◆ EXTRAIT DU DOCUMENT ◆
━━━━━━

Après les éléctions locales en Kabylie : Combat de titans dans un bac à sable

La désaffection pour les partis politiques à « base kabyle » n’est donc pas un phénomène nouveau, mais une tendance lourde qui date de plusieurs années et qui va en s’accentuant ... Ces partis le savent. Depuis ces élections locales, ils se taisent. On pourrait croire qu’ils se sont cloîtrés pour réfléchir, pour méditer sur de nouvelles stratégies, de nouveaux projets. Rien de tel. Ils se taisent parce qu’ils n’ont rien à dire, rien à proposer, rien à réformer.

En Kabylie, les lois de la physique et autres sciences dites exactes, qui font la joie de générations d’étudiants et des gens normaux, ne s’appliquent pas. Chez nous, ce sont la sorcellerie, le maraboutage et l’irrationnel qui règnent en maitre. Vous vous croyez à la pointe de la modernité en vous promenant dans le Djurdjura ou la Soummam avec votre portable dernier cri Ericsson™ ou Nokia™ offert avec votre abonnement Djezzy™ ... mais en réalité vous nagez encore en plein Moyen-Âge. Même les journaux supposément rationnels regorgent des échos de légendes, pleines de preux chevaliers ayant juré de s’opposer aux méchants diaboliques de la DRS™ et autres forces obscures issus de l’enfer qui cherchent à pousser la Kabylie dans une aventure ... heu ... aventureuse.

━━━━━━

◆ CONTENU DES DONNÉES ◆
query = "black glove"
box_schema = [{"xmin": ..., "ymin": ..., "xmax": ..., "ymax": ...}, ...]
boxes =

━━━━━━

◆ TÂCHE ◆
Relevez tous les noms suivis du symbole ™ dans le texte sur les élections locales en Kabylie.

◆ RÉPONSE ATTENDUE ◆
Ericsson™, Nokia™, Djezzy™, DRS™